-- START Task inputs --
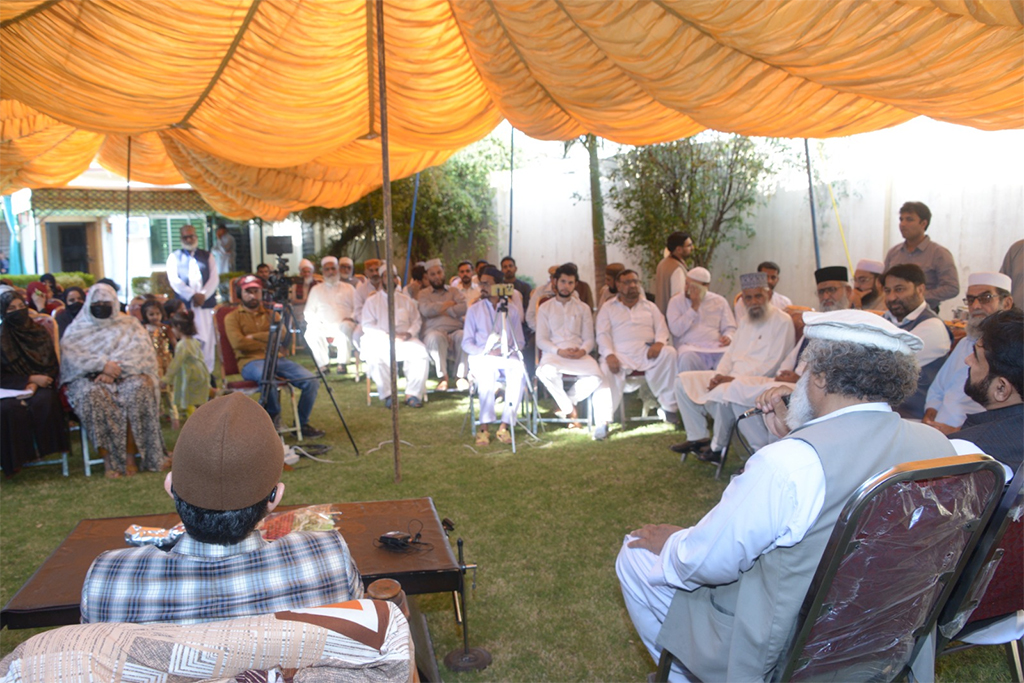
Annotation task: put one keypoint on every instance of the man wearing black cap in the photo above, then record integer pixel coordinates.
(226, 477)
(248, 330)
(738, 395)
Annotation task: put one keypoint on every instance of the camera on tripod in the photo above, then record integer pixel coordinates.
(503, 291)
(279, 284)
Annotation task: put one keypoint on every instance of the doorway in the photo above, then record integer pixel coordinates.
(74, 247)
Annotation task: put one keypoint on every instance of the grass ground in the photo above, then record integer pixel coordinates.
(544, 524)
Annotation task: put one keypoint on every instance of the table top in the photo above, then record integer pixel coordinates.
(51, 596)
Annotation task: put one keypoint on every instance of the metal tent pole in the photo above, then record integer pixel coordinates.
(389, 283)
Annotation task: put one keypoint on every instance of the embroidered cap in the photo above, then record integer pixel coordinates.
(860, 327)
(700, 274)
(228, 455)
(752, 281)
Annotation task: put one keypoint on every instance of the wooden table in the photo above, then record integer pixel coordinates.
(52, 595)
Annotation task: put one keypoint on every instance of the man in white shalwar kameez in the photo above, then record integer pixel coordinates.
(739, 395)
(632, 335)
(700, 323)
(764, 337)
(565, 338)
(329, 312)
(408, 347)
(193, 274)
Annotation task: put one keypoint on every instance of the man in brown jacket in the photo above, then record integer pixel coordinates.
(248, 330)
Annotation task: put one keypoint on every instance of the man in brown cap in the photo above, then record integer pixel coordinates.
(226, 477)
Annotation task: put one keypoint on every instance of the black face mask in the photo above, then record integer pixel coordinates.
(16, 317)
(101, 310)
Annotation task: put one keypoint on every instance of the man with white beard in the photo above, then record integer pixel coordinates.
(329, 315)
(724, 595)
(409, 350)
(738, 395)
(193, 274)
(946, 406)
(764, 337)
(700, 323)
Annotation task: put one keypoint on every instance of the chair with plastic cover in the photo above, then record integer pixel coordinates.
(986, 605)
(895, 555)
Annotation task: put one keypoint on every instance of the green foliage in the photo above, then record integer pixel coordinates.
(706, 185)
(65, 280)
(454, 207)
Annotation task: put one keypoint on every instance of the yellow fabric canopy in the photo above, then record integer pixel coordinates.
(268, 107)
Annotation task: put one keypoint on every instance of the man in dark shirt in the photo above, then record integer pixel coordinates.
(996, 381)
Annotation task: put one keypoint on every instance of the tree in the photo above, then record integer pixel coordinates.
(706, 185)
(455, 207)
(590, 141)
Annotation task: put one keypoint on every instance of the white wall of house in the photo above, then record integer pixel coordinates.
(972, 180)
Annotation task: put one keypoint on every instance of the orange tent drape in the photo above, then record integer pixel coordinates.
(268, 107)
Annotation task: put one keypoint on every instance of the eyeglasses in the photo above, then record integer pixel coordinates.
(983, 298)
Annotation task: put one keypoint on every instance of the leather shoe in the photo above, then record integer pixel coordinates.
(709, 456)
(690, 446)
(308, 431)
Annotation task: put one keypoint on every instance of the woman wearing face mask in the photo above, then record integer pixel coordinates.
(40, 299)
(110, 368)
(74, 300)
(34, 426)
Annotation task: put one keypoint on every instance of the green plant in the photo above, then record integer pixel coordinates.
(454, 206)
(707, 185)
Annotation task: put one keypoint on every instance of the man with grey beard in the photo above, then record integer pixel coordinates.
(946, 406)
(737, 396)
(724, 595)
(763, 339)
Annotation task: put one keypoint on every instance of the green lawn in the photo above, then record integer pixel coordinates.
(544, 525)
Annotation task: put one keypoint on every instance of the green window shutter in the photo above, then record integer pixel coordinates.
(158, 242)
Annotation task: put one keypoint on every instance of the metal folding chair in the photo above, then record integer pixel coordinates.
(899, 545)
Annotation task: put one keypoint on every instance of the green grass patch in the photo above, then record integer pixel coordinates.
(544, 524)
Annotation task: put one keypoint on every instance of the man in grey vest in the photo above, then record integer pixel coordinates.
(193, 274)
(723, 596)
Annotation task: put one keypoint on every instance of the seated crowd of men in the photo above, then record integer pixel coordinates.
(875, 360)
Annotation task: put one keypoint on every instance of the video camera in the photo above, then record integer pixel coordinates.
(279, 284)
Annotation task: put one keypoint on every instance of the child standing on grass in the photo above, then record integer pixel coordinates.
(187, 370)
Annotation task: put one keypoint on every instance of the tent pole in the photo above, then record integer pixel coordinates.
(127, 221)
(810, 194)
(388, 276)
(412, 225)
(511, 182)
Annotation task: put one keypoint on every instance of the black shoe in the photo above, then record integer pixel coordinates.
(690, 446)
(308, 431)
(709, 456)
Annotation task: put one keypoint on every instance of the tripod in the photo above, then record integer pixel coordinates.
(280, 329)
(511, 351)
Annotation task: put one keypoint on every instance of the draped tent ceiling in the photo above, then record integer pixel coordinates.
(269, 107)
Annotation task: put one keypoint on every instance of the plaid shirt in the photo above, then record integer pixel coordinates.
(199, 582)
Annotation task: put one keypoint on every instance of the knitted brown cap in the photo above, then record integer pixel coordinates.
(228, 455)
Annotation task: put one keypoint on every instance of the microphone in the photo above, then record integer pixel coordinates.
(757, 411)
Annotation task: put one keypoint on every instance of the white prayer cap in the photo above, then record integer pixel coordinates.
(750, 281)
(996, 280)
(699, 274)
(878, 267)
(860, 327)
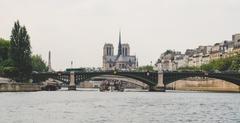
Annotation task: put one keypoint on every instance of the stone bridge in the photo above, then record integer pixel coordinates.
(156, 81)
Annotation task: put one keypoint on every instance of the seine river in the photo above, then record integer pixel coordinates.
(89, 106)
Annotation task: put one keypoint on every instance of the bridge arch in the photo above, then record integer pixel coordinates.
(149, 78)
(120, 78)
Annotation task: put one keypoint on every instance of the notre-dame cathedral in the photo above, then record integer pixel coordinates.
(122, 61)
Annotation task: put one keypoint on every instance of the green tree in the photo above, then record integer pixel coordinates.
(235, 66)
(4, 49)
(38, 64)
(20, 52)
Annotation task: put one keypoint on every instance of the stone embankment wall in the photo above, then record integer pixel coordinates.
(19, 87)
(204, 85)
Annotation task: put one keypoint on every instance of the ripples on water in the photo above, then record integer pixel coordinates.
(119, 107)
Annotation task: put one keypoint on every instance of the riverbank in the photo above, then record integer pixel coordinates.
-- END Task inputs --
*Requirement:* Copy every line from the line with "of the draped" through the end of the items, text and answers alike, and scale each pixel coordinate in the answers by 1.5, rounding to whole numbers with halves rounded up. Leave the pictures out of your answer.

*Response:*
Annotation task: put one keypoint on every instance of the draped tent ceiling in the photo above, then record integer pixel coordinates.
(404, 161)
Annotation task: put one keypoint on every instance of the plaid shirt in the photo above, then record integer pixel coordinates.
(299, 873)
Annotation task: put one keypoint on every instance of the knitted brown cap in the photo above, then record integer pixel coordinates.
(342, 683)
Annotation task: put one keypoint on every instance of the microphone in the photo above, then record integer pixel coordinates.
(1136, 617)
Annotation task: put one keypoint on every instance of the white prayer cap in the photo above, then record integer pixel coordinates.
(1125, 422)
(1494, 420)
(1049, 411)
(1317, 401)
(1290, 491)
Annotation task: put one keypoint on every instance of the stone bridge in the photo above, then record integer pixel coordinates.
(234, 122)
Annotation task: put one keypoint on every instance of the seine river in the photo above, then record integer pixel coordinates.
(134, 159)
Annotation task: put one keypoint on every instance of the bridge arch in the photo above, then record integer pixel coordinates.
(224, 117)
(180, 117)
Annotation task: put one keypoint on every instance of the notre-dame cathedral in the photo above, then record integer pixel coordinates.
(183, 92)
Annotation task: put one keypoint on every instance of the green tree in the photo above, then record integer pixel coordinates.
(353, 99)
(6, 74)
(57, 96)
(30, 78)
Annotation task: put one keypoint on every instance of the stone embankment wall in the photo above, then record integer pixel coordinates.
(29, 131)
(306, 128)
Annotation task: put one keypoint on every instance of the ripples on water in the photo above, then record integer pixel coordinates.
(179, 161)
Annotation task: put one keypoint on every instance of the riverbank in the photo above, then record integer pixel coordinates.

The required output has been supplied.